* What this task involves
Copy out the material from the line that has "Expected content: woman with green" through the line that has "233 266 418 531", keeping every line and changing only the bounding box coordinates, each offset by +114.

__________________________________________________

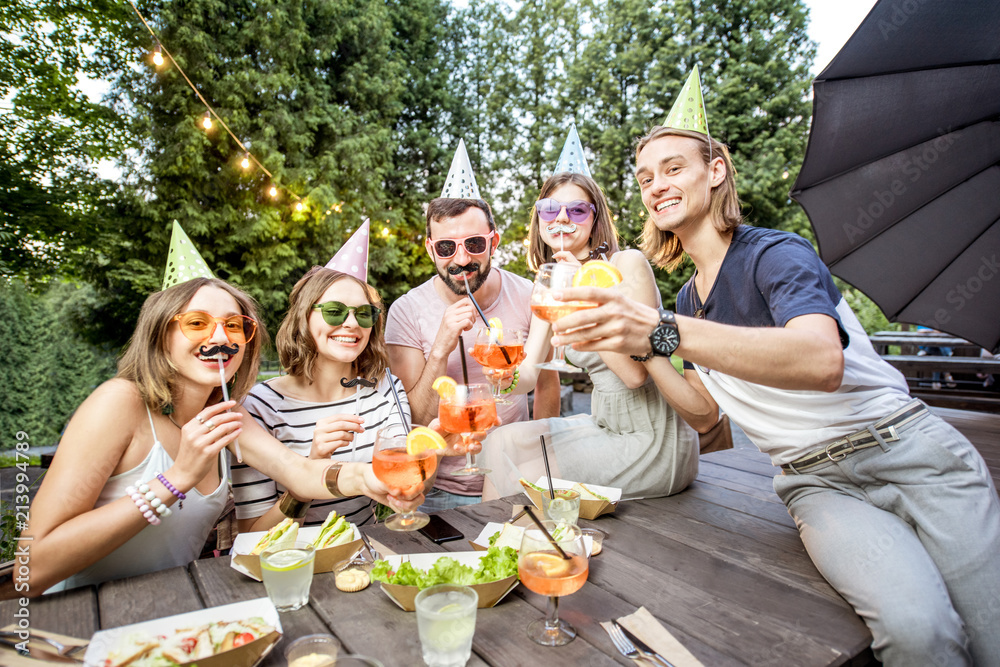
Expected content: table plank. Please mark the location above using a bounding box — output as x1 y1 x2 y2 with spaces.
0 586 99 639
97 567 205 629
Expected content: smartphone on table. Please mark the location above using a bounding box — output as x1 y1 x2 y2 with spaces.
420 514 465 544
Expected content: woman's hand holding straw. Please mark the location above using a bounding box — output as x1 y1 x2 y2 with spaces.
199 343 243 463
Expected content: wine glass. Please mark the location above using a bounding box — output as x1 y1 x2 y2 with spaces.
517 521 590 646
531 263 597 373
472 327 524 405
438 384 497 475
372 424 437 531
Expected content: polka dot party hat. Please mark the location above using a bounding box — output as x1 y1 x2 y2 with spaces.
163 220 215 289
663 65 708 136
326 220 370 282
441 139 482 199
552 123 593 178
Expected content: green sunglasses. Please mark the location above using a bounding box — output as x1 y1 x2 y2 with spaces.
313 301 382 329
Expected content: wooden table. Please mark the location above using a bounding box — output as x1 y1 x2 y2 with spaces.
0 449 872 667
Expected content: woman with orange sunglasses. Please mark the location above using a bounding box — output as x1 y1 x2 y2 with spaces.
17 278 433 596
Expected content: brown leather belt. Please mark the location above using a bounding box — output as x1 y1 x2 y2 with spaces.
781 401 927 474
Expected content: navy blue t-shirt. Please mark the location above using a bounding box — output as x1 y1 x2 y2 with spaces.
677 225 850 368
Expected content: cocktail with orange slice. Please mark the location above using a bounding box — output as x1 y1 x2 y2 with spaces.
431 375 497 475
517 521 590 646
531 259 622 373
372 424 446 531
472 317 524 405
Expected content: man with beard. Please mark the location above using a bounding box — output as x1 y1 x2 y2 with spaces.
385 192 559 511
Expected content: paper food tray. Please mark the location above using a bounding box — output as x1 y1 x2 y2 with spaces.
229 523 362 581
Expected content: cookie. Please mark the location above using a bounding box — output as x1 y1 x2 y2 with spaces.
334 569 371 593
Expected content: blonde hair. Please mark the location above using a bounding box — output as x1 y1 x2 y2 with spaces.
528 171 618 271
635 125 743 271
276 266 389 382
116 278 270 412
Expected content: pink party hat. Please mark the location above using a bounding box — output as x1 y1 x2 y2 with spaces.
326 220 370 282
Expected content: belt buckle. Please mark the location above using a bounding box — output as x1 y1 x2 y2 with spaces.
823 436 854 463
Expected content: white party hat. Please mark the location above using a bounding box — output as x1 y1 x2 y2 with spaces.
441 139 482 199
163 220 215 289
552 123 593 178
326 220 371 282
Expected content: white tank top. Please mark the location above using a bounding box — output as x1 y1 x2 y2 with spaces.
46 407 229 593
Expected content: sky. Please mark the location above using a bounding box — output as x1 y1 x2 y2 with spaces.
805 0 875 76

__________________________________________________

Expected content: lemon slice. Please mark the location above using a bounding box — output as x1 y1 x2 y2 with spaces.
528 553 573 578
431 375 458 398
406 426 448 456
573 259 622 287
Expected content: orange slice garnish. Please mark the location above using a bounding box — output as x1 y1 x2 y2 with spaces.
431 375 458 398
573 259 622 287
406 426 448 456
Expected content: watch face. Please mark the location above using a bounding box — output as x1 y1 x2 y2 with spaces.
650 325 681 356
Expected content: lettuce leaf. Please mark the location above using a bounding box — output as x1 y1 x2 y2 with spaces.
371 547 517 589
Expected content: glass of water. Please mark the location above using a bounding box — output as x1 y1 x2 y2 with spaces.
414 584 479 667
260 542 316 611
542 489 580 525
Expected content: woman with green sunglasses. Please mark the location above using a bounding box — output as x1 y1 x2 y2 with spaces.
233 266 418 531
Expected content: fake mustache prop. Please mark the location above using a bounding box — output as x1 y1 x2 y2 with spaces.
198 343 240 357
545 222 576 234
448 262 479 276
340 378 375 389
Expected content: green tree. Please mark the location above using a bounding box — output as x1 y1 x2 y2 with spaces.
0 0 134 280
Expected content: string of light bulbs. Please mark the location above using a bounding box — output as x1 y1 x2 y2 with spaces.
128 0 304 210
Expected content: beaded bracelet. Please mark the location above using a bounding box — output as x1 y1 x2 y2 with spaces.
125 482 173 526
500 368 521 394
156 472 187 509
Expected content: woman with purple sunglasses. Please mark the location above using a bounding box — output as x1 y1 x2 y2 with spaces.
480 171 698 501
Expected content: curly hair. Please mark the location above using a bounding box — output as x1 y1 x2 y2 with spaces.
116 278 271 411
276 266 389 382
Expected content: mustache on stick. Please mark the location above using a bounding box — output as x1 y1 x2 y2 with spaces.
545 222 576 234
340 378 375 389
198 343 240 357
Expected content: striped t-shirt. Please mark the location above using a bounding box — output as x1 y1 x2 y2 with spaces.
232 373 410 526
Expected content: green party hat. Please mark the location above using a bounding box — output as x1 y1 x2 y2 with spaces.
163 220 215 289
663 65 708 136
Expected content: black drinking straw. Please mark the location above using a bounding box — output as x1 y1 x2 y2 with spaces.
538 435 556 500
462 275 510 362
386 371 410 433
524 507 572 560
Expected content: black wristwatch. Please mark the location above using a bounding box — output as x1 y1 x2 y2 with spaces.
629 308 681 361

__________________________________________________

* Reply to the exercise
Expected content: woman with green sunglasses. Please mark the location above using a bounding box — output as x1 y1 x2 y2 with spaces.
347 380 532 645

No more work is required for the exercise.